» **PASSAGE FOR REVIEW**:
I’m in bed in the early morning in Delhi, with gathering traffic sounds outside and a brace of pigeons fluttering at the white building and grand leafy tree across the way, seen through palm leaves on the porch.
I did get to spend Shavuot eve with my friends the physician and artist. They still seem rather English although in Israel forty years, but they have Israeli children, and grandchildren who struggle with English. They are four generations now, since Elliot’s ninetyish mom, hale, graceful and charming, was there to enliven the dinner conversation. I asked her if she and her late husband had found it hard when they made aliya twenty years ago; no, her son had smoothed the way for them.
I have other English-Israeli friends who are devoted to fighting for Arab equality within Israel and against the appropriation of Palestinian land by the separation wall. (It has hugely reduced terrorism but has been built within Palestine, sometimes substantially, another blow to peace.)
But the English are a close-knit group, distinct from the Americans. Another guest was a talkative semi-retired businessman who escapes the Jerusalem winters for Southeast Asia, where he consults with startups trying to emulate Israel’s. Part of the dinner chat was comparing huge Chabad seders in Thailand and Nepal, where my friend the physician has often worked.
I walked back with the businessman, passing many couples and families on this spring late-evening, strolling after services at the many synagogues, looking for lectures. Shavuot is z’man matan Toratenu, “the time of the giving of our Torah,” and some would stay up studying until morning prayers in the dawn light. At one point my companion led me past the Prime Minister’s house, a blockish grey structure with Israeli flags aloft. We walked through a gate past a security guard and very close to the house, exiting past another guard. It didn’t seem secure, but what do I know?

(Stored entries)
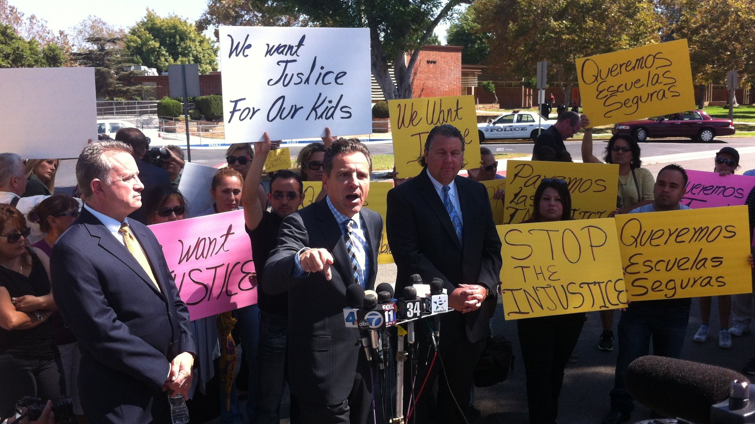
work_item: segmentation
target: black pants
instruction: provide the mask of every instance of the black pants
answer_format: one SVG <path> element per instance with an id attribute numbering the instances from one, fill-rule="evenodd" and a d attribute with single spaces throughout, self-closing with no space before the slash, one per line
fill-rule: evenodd
<path id="1" fill-rule="evenodd" d="M 487 340 L 470 342 L 462 314 L 458 312 L 443 314 L 440 318 L 439 358 L 436 358 L 433 364 L 434 349 L 429 339 L 427 322 L 428 320 L 421 320 L 414 325 L 419 361 L 416 379 L 412 378 L 408 367 L 405 368 L 404 416 L 407 416 L 408 409 L 413 409 L 408 421 L 410 424 L 464 422 L 462 413 L 466 416 L 469 409 L 474 369 Z M 429 361 L 426 361 L 428 352 Z M 426 376 L 427 382 L 420 394 Z M 414 395 L 410 404 L 412 382 Z M 436 385 L 437 395 L 433 395 Z"/>
<path id="2" fill-rule="evenodd" d="M 60 399 L 60 370 L 54 358 L 0 355 L 0 422 L 24 396 Z"/>
<path id="3" fill-rule="evenodd" d="M 527 375 L 530 424 L 553 424 L 564 368 L 584 325 L 584 312 L 516 321 Z"/>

» **EXERCISE A**:
Answer these three questions from the diary passage about Shavuot eve.
(i) In what city is the writer lying in bed in the early morning?
(ii) How many years ago did Elliot's mother and her late husband make aliya?
(iii) Where does the semi-retired businessman go to escape the Jerusalem winters?
» **EXERCISE B**: Pick up the diary passage about Shavuot eve in Jerusalem after its final sentence, and keep writing in the same first-person voice.

» **WRITTEN REPLY A**:
(i) Delhi
(ii) Twenty years ago
(iii) Southeast Asia

» **WRITTEN REPLY B**:
Two nights earlier I’d slept in one of my favorite places, the ranch resort Vered ha’Galil (Rose of the Galilee). I was too tired for a horseback ride, and after watching the sun set over the Kineret and the lights flicker on in Tiberias I drove a few kilometers north to Rosh Pina. I was looking for a reputedly hip restaurant and saw a plump middle-aged woman in modest dress hitchhiking (two fingers out and down) on the main road climbing to Tsfat.
I was hungry, so when I saw the little handwritten sign for the restaurant, I parked and walked past the woman. But the restaurant was closed, and when I passed her again I found she spoke English. Could I take her somewhere?
She was grateful, apologizing a lot for taking me out of my way, very soft-spoken, with a thick Israeli accent. She was late for Torah study and called to say she was on her way. Were they studying the week’s Torah portion? They had finished that and were preparing for Shavuot. What did the men think? “I’m divorced,” she said, “but the other women are married. Their husbands like it very much.” She groped for the words in English. “They like it because it…it makes you a better person.”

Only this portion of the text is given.